# The proposal



## Apostolica (Apr 10, 2009)

Hi, need some advise please. Just got an offer from a large and very connected clothing label to have them come on board as a business partner, they have asked me to give them a figure/percentage of how much of the business I am willing to hand over etc. They will handle all marketing, finance and everything else associated with the books etc. I love to create and design and loathe the business side of things with almost as much passion as I have for actually creating my designs,lol. I have always thought and wanted a business partner and feel this is the right thing to do. How much of my business do you think is fair and reasonable, it will be a very exclusive brand, very limited editions, hollywood fan fare etc. Going to be doing bed linen and many other things as well.
Thanks in advance for your help.

Cheers


----------



## lizziemaxine (Nov 14, 2007)

First thing I would do is talk to an accountant and an attorney about how to do this so that you get what you want/need out of this arrangement. Don't give away too much just so you don't have to do the bookkeeping.

● ● ● ●

To be done:
Rewrite the forum thread about the partnership offer starting with "# The proposal" and going on through "things as well.", using "co-owner" in place of "business partner".

Extracted material:
● ● ● ●

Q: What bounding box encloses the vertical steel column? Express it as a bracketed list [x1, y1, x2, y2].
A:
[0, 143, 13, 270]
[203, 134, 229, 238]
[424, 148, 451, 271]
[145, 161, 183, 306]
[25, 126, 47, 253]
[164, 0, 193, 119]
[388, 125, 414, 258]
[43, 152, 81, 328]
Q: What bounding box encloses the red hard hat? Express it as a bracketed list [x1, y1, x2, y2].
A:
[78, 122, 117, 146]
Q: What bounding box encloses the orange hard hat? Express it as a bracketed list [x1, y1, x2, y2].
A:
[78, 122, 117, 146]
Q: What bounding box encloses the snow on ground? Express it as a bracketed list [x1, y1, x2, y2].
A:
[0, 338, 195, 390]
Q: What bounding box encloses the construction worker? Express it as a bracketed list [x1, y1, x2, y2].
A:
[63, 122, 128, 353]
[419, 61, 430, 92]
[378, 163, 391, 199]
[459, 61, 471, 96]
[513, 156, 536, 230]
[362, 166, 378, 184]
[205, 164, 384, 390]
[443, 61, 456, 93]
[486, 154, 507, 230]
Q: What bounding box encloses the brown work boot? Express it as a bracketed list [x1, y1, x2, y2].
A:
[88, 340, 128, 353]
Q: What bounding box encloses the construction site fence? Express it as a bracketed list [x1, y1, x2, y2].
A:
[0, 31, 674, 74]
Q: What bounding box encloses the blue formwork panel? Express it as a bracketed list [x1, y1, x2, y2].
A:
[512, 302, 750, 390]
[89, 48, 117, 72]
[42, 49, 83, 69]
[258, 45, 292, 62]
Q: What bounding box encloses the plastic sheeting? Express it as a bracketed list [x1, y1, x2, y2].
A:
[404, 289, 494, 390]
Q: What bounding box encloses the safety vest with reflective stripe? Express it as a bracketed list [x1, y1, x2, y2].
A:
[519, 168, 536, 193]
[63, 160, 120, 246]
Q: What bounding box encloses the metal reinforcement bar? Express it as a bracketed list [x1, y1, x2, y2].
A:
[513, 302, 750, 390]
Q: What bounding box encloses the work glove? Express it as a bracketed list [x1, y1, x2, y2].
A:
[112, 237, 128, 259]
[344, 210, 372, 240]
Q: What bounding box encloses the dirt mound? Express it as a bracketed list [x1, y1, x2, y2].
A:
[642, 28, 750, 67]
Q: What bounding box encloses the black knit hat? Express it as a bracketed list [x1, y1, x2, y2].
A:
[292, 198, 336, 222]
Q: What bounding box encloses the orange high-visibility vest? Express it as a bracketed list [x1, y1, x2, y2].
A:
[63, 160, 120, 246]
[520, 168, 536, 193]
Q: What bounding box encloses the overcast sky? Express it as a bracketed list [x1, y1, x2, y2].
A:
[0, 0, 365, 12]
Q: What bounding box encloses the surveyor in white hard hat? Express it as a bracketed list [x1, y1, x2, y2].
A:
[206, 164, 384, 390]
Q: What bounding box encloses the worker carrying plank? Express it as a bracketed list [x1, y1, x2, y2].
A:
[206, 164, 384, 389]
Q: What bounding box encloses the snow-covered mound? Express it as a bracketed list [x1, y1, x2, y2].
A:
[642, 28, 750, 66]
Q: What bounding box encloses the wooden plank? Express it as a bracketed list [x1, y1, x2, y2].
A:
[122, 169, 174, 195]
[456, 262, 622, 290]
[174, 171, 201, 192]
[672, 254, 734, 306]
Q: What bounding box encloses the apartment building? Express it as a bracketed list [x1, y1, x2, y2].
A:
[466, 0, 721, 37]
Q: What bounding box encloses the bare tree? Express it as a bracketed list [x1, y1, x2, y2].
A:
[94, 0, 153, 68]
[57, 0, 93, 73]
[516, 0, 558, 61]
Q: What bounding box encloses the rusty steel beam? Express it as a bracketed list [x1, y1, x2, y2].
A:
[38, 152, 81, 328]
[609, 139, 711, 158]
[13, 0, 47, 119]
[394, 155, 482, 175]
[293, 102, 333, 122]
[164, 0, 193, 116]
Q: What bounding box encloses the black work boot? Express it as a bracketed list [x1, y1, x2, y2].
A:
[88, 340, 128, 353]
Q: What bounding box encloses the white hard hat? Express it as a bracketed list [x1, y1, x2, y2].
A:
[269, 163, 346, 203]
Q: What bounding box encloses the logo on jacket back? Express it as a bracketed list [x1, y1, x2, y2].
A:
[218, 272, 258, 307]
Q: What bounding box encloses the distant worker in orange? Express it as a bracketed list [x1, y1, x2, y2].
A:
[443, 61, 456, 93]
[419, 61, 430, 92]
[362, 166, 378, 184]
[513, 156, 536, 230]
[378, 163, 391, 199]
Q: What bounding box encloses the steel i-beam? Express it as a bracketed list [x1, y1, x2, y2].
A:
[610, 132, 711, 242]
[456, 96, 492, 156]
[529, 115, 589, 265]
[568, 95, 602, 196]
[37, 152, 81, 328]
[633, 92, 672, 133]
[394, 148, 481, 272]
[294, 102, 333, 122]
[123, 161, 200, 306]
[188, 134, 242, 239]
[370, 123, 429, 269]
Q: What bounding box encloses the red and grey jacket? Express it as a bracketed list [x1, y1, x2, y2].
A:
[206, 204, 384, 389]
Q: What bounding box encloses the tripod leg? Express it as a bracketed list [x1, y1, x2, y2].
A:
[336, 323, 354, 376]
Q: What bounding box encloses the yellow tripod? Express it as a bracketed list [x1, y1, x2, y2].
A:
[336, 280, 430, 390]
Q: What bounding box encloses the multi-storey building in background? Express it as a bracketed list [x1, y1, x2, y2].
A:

● ● ● ●

Written response:
# The proposal



## Apostolica (Apr 10, 2009)

Hi, need some advise please. Just got an offer from a large and very connected clothing label to have them come on board as a co-owner, they have asked me to give them a figure/percentage of how much of the business I am willing to hand over etc. They will handle all marketing, finance and everything else associated with the books etc. I love to create and design and loathe the business side of things with almost as much passion as I have for actually creating my designs,lol. I have always thought and wanted a co-owner and feel this is the right thing to do. How much of my business do you think is fair and reasonable, it will be a very exclusive brand, very limited editions, hollywood fan fare etc. Going to be doing bed linen and many other things as well.